══ Excerpted data ══
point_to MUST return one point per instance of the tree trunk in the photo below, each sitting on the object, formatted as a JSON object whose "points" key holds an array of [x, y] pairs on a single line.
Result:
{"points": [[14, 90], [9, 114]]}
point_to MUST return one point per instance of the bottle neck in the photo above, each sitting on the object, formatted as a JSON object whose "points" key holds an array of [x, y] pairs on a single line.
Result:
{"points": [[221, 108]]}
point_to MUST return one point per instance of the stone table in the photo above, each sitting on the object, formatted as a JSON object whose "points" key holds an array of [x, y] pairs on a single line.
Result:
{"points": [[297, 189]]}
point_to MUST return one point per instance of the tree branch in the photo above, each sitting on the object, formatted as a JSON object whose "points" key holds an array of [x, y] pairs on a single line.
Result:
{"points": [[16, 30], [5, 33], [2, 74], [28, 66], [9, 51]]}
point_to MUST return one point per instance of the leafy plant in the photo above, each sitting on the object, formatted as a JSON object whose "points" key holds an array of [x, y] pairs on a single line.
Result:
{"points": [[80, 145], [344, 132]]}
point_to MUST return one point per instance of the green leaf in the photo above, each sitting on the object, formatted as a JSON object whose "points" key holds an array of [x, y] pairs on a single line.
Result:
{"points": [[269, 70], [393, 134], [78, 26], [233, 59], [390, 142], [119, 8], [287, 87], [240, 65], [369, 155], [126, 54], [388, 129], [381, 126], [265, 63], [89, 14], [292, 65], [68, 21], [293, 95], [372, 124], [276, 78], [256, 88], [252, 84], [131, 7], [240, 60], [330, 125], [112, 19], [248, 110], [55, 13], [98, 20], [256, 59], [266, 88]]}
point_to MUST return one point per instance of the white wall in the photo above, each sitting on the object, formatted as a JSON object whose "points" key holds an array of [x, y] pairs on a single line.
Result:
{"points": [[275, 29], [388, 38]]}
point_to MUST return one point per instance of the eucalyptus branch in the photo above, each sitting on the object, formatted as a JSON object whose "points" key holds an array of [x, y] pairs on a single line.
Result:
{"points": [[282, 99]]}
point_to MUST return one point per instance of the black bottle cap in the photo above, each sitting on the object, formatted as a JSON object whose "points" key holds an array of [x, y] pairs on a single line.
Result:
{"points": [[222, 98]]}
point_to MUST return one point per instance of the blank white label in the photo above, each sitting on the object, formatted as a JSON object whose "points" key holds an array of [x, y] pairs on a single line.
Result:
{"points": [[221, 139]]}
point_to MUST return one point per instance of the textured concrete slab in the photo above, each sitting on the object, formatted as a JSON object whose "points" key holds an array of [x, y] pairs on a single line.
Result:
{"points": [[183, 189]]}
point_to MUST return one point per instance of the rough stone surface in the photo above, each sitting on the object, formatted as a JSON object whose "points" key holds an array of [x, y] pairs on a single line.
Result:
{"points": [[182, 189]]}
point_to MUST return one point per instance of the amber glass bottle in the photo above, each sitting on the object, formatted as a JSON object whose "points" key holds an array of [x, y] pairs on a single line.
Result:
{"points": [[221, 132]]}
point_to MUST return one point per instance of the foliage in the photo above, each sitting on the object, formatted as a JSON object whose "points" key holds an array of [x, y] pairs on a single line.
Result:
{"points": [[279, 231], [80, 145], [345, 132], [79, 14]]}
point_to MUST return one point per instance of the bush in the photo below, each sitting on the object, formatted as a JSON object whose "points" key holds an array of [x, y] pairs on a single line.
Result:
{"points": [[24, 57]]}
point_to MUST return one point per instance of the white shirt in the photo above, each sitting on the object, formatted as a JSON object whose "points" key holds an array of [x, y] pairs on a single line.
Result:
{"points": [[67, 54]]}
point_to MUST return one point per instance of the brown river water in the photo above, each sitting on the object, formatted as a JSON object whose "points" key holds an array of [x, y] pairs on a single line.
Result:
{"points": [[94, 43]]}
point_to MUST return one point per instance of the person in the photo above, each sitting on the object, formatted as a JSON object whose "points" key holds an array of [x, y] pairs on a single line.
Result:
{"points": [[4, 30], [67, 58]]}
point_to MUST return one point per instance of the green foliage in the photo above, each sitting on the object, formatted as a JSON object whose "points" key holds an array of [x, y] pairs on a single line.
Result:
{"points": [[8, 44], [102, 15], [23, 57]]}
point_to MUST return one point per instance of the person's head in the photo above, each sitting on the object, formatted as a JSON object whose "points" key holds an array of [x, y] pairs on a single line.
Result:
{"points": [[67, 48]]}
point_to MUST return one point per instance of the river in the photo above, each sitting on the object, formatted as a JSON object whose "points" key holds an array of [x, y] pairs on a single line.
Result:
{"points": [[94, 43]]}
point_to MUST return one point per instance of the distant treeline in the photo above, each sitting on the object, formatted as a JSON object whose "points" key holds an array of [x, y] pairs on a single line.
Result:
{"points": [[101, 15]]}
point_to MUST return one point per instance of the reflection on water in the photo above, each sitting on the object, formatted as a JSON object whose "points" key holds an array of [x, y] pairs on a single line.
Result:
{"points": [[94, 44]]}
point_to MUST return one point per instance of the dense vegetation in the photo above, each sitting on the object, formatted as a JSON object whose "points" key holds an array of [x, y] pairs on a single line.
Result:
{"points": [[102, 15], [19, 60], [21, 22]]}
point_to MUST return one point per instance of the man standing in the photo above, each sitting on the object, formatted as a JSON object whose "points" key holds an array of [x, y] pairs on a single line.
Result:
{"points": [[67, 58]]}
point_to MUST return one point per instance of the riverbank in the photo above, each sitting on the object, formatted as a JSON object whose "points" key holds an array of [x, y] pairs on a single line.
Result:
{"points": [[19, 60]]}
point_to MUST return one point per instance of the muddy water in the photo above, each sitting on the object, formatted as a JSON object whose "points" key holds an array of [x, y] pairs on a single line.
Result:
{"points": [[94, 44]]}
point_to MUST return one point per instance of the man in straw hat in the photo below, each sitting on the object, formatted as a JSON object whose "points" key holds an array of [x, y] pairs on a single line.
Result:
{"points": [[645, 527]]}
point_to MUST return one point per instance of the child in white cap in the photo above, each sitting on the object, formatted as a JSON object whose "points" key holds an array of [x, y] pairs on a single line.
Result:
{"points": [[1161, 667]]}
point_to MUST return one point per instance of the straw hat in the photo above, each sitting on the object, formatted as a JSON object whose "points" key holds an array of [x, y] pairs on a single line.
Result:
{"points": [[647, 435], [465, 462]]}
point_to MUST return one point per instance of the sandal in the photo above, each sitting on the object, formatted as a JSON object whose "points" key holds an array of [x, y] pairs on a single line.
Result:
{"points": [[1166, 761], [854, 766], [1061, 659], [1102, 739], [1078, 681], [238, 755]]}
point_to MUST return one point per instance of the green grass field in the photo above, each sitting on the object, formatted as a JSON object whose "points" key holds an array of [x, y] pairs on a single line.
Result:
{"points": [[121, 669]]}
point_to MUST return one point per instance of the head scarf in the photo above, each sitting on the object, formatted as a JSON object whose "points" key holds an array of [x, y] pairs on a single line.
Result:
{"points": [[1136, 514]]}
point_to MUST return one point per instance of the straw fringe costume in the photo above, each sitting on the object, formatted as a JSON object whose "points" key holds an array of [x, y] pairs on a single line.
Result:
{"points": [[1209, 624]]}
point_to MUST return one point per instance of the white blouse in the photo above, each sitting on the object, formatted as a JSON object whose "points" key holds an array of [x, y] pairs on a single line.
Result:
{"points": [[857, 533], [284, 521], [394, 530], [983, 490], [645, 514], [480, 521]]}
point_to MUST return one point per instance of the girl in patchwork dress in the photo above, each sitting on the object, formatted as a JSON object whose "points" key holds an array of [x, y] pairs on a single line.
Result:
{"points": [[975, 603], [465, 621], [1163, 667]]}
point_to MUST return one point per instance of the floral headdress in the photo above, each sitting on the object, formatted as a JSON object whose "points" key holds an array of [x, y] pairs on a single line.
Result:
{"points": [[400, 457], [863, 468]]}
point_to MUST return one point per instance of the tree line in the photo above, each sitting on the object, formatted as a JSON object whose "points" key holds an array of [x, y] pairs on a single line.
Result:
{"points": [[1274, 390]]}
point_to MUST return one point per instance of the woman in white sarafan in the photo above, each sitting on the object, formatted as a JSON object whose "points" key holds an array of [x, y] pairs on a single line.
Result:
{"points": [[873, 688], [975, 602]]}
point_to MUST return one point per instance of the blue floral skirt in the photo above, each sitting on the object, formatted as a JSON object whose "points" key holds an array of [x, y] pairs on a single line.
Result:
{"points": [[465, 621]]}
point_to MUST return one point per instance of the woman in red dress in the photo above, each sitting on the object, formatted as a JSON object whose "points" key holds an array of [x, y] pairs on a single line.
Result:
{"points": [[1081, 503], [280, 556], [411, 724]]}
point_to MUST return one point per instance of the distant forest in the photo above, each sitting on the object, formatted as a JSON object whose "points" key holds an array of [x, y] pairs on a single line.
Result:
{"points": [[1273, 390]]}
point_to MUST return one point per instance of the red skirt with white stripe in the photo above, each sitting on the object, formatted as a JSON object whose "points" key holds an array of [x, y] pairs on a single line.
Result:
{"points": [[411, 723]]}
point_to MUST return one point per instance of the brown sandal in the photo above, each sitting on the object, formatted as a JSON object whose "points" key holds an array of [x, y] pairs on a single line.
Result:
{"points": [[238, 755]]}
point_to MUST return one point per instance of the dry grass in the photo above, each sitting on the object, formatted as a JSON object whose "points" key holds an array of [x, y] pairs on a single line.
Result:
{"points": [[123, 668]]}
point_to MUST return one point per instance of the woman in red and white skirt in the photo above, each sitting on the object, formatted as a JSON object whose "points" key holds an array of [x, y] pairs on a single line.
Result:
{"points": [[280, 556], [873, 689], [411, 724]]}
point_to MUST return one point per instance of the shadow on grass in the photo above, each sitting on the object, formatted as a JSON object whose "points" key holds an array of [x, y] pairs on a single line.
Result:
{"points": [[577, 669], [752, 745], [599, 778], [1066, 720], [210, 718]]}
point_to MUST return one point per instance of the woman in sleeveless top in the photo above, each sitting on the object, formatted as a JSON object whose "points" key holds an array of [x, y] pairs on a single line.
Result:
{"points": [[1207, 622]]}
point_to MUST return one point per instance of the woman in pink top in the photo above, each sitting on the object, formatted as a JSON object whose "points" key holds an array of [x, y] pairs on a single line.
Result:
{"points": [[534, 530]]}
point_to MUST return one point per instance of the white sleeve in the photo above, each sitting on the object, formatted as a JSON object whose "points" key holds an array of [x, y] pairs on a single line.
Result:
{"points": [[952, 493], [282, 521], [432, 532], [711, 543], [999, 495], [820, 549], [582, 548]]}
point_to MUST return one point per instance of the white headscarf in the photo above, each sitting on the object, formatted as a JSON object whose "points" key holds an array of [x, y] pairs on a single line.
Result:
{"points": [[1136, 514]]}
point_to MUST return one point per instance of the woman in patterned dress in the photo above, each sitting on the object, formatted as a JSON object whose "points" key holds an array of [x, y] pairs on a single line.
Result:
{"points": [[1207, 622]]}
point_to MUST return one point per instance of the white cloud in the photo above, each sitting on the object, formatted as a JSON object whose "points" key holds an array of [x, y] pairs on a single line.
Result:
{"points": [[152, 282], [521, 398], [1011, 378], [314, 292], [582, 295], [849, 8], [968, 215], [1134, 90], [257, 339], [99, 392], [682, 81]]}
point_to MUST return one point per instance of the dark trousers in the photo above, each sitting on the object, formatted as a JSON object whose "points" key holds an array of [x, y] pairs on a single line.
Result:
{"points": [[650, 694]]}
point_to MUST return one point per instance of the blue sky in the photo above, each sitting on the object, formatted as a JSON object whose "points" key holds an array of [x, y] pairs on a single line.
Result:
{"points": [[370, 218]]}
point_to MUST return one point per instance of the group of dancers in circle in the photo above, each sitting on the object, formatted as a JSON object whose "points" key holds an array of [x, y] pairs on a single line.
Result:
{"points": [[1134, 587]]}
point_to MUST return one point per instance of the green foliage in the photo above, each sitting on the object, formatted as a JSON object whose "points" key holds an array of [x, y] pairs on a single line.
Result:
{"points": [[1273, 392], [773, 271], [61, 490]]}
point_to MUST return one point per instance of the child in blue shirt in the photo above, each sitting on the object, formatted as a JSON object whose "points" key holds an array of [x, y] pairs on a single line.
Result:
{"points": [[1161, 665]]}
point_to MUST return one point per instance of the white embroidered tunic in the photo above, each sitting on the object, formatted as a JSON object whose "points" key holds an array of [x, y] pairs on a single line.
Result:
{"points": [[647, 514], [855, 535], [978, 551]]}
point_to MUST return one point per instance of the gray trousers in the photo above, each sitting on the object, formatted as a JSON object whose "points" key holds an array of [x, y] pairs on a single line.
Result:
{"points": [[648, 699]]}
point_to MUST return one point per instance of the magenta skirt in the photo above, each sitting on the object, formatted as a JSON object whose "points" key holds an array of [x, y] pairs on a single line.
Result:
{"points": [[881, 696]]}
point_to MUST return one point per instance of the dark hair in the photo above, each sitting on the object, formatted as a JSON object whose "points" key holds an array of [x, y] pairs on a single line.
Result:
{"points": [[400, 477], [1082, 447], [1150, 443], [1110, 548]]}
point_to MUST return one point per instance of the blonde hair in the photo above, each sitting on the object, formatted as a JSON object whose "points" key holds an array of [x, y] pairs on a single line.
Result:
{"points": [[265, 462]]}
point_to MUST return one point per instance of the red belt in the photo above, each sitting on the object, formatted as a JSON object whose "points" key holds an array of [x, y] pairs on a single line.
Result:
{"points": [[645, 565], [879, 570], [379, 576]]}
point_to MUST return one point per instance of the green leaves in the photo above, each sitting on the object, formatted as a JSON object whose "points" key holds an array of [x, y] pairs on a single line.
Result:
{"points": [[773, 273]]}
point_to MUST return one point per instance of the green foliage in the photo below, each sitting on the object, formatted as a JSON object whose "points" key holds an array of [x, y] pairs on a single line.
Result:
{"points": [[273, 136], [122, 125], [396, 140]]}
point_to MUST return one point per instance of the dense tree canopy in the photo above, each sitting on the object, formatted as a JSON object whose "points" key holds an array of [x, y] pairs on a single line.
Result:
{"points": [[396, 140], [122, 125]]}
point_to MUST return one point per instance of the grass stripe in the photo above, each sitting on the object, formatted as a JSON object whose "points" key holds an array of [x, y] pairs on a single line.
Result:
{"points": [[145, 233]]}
═══
What you will do: Your task is to transcribe the line containing "point_to MUST return one point per instance of the dark hair" and every line after it, through the last line of the data, exactly as written and with nothing more.

Problem solution:
point_to MUST return one point per instance of the dark hair in the photo above, each sitting on the object, formatted as a JSON object whose "points" key holds an array of [x, y] pairs on a single line.
Result:
{"points": [[400, 477], [1082, 447], [1150, 443], [1110, 548]]}
point_to MUST return one point per instance of the blonde hair in the photo above, each sitting on the object, formatted as a JSON object whose "points" key holds an array of [x, y] pairs on a single line.
Result:
{"points": [[265, 462]]}
point_to MUST return one point per instance of the red belt in the photo above, each sitting on the object, formatted as a JSON object whose "points" key holds an array of [x, y] pairs on a single line.
Result:
{"points": [[645, 565], [879, 570], [379, 576]]}
point_to MUST return one point per instance of the green leaves in the photo above, each sitting on the object, formatted as a JSON object whose "points" key holds an array of [x, y] pairs on a single line.
Result:
{"points": [[773, 273]]}
point_to MUST return one point per instance of the green foliage in the photo below, each sitting on the object, formatted as a JSON object whose "points" key holds an array of [x, y] pairs on a single line.
Result:
{"points": [[273, 136], [122, 125], [396, 140]]}
point_to MUST return one point per instance of the dense tree canopy in the photo above, each sitting on the object, formatted as a JSON object whose "points" key holds an array of [x, y] pairs on a single line.
Result:
{"points": [[396, 140], [122, 125]]}
point_to MUST return one point per instance of the grass stripe in the photo above, each sitting on the object, formatted as a JSON object whose "points" key holds an array of [x, y] pairs on a single line.
Result:
{"points": [[145, 233]]}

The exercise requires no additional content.